WRITTEN EXERCISE -> Quote the lines below exactly, from the one that holds "the chair backrest" through the final line of the records, and only those.

Object location annotation data ->
::::::::

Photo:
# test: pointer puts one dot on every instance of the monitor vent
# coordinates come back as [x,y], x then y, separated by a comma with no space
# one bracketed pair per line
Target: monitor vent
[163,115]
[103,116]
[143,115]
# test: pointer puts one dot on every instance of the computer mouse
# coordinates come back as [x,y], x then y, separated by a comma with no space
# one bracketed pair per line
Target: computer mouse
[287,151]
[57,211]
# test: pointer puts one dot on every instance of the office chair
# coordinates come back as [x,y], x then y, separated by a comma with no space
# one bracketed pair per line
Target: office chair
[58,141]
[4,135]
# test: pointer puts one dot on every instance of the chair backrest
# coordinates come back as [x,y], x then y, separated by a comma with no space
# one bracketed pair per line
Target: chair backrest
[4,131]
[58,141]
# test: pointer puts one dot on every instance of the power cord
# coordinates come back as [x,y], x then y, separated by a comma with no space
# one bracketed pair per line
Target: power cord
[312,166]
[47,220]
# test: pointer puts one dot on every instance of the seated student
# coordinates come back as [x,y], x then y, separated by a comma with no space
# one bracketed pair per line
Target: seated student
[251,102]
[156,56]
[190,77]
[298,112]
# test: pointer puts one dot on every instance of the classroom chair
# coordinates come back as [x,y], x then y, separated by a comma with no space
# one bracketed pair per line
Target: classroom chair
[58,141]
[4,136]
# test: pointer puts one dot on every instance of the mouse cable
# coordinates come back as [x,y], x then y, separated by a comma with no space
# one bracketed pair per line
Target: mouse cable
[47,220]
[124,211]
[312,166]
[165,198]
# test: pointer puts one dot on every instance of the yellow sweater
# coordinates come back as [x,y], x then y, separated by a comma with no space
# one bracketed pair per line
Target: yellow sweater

::::::::

RESPONSE ->
# test: pointer puts one dot on every instance of the chair backrest
# coordinates come back as [x,y], x then y, separated by a comma with no space
# one bracketed pair per line
Target: chair backrest
[4,131]
[58,141]
# test: pointer puts one dot on every instance of the power cord
# coordinates come back as [x,y], x then y, separated by a comma with no space
# one bracketed pair per line
Target: power cord
[312,166]
[47,220]
# test: pointer puts one dot on every instance of the seated student
# coordinates come back as [x,y], x then y, separated by a comma with no space
# one bracketed pair per line
Target: seated student
[251,102]
[156,56]
[190,77]
[298,112]
# test: pointer puts one dot on every instance of the classroom chair
# coordinates come back as [x,y], x then y, separated by a comma with no space
# one bracketed pair per line
Target: classroom chair
[58,141]
[4,136]
# test: pointer puts one dot on every instance of the mouse cable
# coordinates come back as [x,y], x then y, separated by a comma with no space
# one bracketed pair per line
Target: mouse cable
[47,220]
[124,211]
[312,166]
[165,198]
# test: pointer puts one dot on every instance of the yellow sweater
# coordinates come back as [x,y], x then y, separated by a comma with no space
# one bracketed pair per line
Target: yellow sweater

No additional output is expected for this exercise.